* _EXERCISE DATA_

BEGIN

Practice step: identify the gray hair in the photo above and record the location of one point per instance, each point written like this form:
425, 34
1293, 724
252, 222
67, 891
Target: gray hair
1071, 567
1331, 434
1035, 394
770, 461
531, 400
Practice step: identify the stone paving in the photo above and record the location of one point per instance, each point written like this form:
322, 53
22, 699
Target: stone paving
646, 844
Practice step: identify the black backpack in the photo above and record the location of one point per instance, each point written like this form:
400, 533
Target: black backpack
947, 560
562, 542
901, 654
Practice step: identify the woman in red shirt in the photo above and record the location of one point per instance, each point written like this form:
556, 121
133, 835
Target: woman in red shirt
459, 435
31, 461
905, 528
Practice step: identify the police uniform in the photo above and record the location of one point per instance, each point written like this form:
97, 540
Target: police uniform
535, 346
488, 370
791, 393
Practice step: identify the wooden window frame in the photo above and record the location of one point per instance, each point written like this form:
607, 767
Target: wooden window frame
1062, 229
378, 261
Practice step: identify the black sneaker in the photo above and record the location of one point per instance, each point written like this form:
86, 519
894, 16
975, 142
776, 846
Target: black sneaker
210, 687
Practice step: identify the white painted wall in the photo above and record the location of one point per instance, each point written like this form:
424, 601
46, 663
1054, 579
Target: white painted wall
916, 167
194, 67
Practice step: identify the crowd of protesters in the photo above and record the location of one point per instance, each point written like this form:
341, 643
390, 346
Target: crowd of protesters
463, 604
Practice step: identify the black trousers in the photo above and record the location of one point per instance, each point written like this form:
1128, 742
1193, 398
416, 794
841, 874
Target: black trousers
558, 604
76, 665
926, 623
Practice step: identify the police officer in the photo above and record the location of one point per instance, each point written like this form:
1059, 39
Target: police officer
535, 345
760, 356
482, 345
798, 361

END

* _WHAT NEEDS TO BE DONE_
Using the exact wording, write out all of the records.

* _SOLUTION FOR THIS EXERCISE_
Practice step: identify the gray hair in the photo above and record the location of one point per instance, each point written like this form:
425, 34
1293, 724
252, 222
67, 891
Target: gray hair
1071, 567
1331, 434
1035, 394
770, 461
531, 400
Practice step: identify the stone paving in the photo above and record the location of one point per instance, each point written like this form:
322, 53
22, 699
Target: stone paving
646, 844
Practice step: identify the black backpack in the photo above and record the location of one point per instance, each point written like this form:
400, 533
Target: black backpack
947, 560
562, 542
901, 654
Practice step: identify the woman in red shirt in the photo above and record the location of one point per instance, each point written like this form:
556, 121
133, 835
Target: woman in red shirt
459, 435
31, 461
905, 528
Practice step: identify the police uniform in the photo above and record the location of one point per instance, each point written like this form:
97, 540
Target: police uniform
535, 346
488, 370
791, 393
Practice step: identify the wooden window frame in the photo above and record the location of one point per instance, each point written like this form:
607, 767
Target: wooden window frame
1062, 229
378, 261
Practice step: identify the black sneaker in the photo above and record the location of one point per instance, each point written like this form:
86, 519
894, 16
975, 142
776, 846
Target: black sneaker
210, 687
Practice step: identify the white painted wall in the photo above and record the location of one point per instance, each point written like this form:
424, 601
46, 663
1054, 579
Target: white painted wall
916, 167
194, 67
Practice step: identify the crowd of protesters in the photo above and record the location of one point per instance, each point written like this form:
341, 643
390, 346
Target: crowd of protesters
463, 604
Practice step: identify the black trousers in the photo above and record the location of one point per instance, each point written like this form:
1128, 742
1193, 398
416, 794
841, 874
Target: black trousers
558, 604
76, 665
926, 623
Practice step: identify the police officer in the photo above and record the location of one point per instance, each point written like this form:
1059, 39
Target: police officer
535, 345
760, 356
482, 345
798, 361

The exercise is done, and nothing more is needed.